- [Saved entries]
------------------------------------

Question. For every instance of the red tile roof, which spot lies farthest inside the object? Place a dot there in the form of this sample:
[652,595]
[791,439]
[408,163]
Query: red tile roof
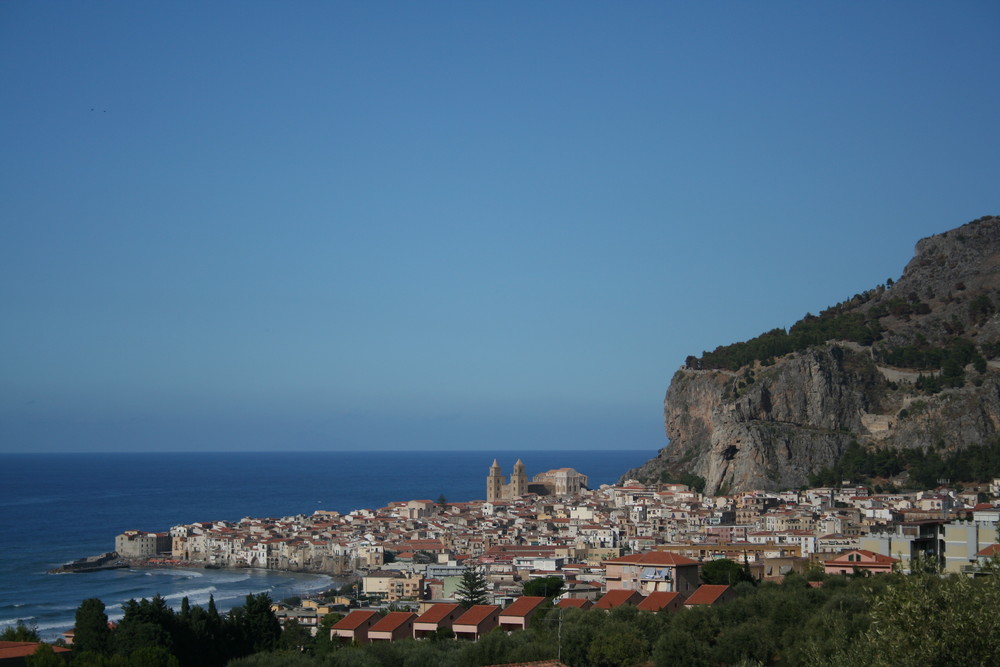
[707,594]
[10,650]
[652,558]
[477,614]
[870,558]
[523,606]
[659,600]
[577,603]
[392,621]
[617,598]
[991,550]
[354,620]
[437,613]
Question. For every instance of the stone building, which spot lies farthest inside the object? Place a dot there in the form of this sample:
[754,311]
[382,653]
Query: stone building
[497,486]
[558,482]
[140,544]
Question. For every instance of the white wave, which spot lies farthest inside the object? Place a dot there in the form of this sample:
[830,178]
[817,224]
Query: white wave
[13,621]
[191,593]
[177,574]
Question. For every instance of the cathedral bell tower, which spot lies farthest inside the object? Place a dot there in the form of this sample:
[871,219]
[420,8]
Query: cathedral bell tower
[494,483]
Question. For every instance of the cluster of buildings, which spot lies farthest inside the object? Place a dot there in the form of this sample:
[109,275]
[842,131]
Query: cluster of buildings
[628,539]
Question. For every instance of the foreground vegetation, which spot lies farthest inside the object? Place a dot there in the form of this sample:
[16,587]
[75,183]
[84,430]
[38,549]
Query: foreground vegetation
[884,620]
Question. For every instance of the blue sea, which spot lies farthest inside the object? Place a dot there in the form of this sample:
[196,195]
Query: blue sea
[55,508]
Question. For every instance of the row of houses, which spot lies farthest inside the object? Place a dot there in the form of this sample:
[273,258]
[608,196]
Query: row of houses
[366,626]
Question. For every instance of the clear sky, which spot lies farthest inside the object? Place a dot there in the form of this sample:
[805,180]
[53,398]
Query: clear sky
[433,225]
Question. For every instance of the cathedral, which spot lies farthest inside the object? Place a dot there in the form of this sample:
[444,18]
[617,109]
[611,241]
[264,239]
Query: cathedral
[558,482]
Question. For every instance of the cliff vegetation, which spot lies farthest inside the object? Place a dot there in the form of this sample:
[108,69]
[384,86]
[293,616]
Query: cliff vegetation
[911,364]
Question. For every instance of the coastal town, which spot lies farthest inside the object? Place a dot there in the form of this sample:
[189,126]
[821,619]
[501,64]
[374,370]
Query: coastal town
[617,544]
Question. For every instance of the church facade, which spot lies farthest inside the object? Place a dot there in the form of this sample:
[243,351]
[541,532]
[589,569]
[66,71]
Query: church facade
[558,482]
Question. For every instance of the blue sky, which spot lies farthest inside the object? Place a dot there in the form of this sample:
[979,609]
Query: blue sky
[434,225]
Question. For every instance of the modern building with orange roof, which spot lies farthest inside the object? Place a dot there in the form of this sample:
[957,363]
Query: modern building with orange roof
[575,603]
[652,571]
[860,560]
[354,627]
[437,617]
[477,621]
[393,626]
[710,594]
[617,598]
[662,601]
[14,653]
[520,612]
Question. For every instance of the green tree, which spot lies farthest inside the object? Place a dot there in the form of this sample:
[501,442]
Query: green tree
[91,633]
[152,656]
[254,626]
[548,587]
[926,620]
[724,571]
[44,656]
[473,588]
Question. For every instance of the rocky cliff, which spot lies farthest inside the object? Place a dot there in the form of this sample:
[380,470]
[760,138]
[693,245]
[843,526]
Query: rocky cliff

------------------------------------

- [What needs to be done] Across the entries, how many lines contain "rocky"? Reply with the number only.

- [Task answer] 2